Gegebene Aufgabe A: Fasse den Protokollauszug in zwei Sätzen zusammen.
Gegebene Aufgabe B: Gib einen Abschnitt aus dem Protokollauszug unverändert aus: Fang bei den Worten „Protocol of the“ an und hör nach „durchlässiges Bildungssystem haben.“ auf.

----- Auszug -----

Protocol of the Session on October 11, 2006

Darum ist es richtig, dass wir hier eine Hürde eingebaut haben und sagen, in der sechsten Klasse entscheidet die schulische Leistung allein und nicht mehr der Elternwille darüber, ob das Kind zum Beispiel auf dem Gymnasium bleibt. Das soll nicht heißen, dass es nicht sein kann, dass es in der neunten Klasse zum Gymnasium zurückkehren kann, wenn die Leistung wieder stimmt. Aber es bringt doch überhaupt nichts, Kinder, die den Lernstoff nicht mitbekommen, die ganze Zeit mitzuschleppen. Darunter können Kinder auch leiden, wenn sie merken, wir schaffen das hier nicht, aber wir müssen, weil man von uns erwartet, dass wir mitgeschliffen werden müssen. Darum ist es richtig, dass wir ein – Sie haben es angesprochen – durchlässiges Bildungssystem, und zwar für mich ein insbesondere nach „oben“ durchlässiges Bildungssystem haben.

----- Inhalt der Zeilen -----

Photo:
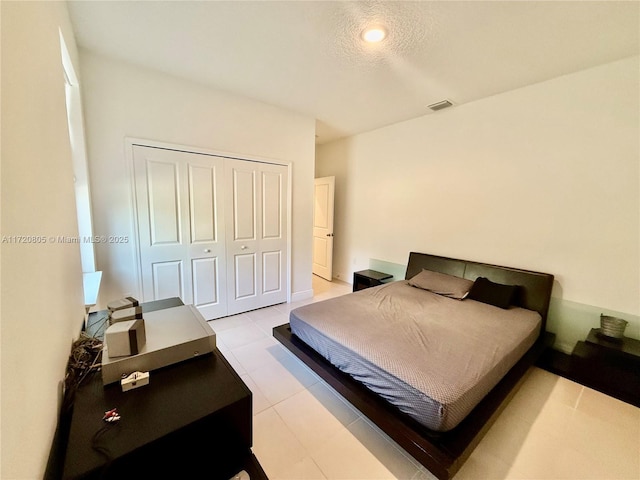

-----

Erwartete Ausgabe A: Laut dem Protokollauszug soll in der sechsten Klasse allein die schulische Leistung und nicht mehr der Elternwille darüber entscheiden, ob ein Kind etwa auf dem Gymnasium bleibt, wobei eine Rückkehr in der neunten Klasse möglich sein soll, wenn die Leistung wieder stimmt. Kinder, die den Lernstoff nicht mitbekommen, die ganze Zeit mitzuschleppen, bringe nichts und könne sie leiden lassen, weshalb ein insbesondere nach „oben“ durchlässiges Bildungssystem richtig sei.

Erwartete Ausgabe B:
Protocol of the Session on October 11, 2006

Darum ist es richtig, dass wir hier eine Hürde eingebaut haben und sagen, in der sechsten Klasse entscheidet die schulische Leistung allein und nicht mehr der Elternwille darüber, ob das Kind zum Beispiel auf dem Gymnasium bleibt. Das soll nicht heißen, dass es nicht sein kann, dass es in der neunten Klasse zum Gymnasium zurückkehren kann, wenn die Leistung wieder stimmt. Aber es bringt doch überhaupt nichts, Kinder, die den Lernstoff nicht mitbekommen, die ganze Zeit mitzuschleppen. Darunter können Kinder auch leiden, wenn sie merken, wir schaffen das hier nicht, aber wir müssen, weil man von uns erwartet, dass wir mitgeschliffen werden müssen. Darum ist es richtig, dass wir ein – Sie haben es angesprochen – durchlässiges Bildungssystem, und zwar für mich ein insbesondere nach „oben“ durchlässiges Bildungssystem haben.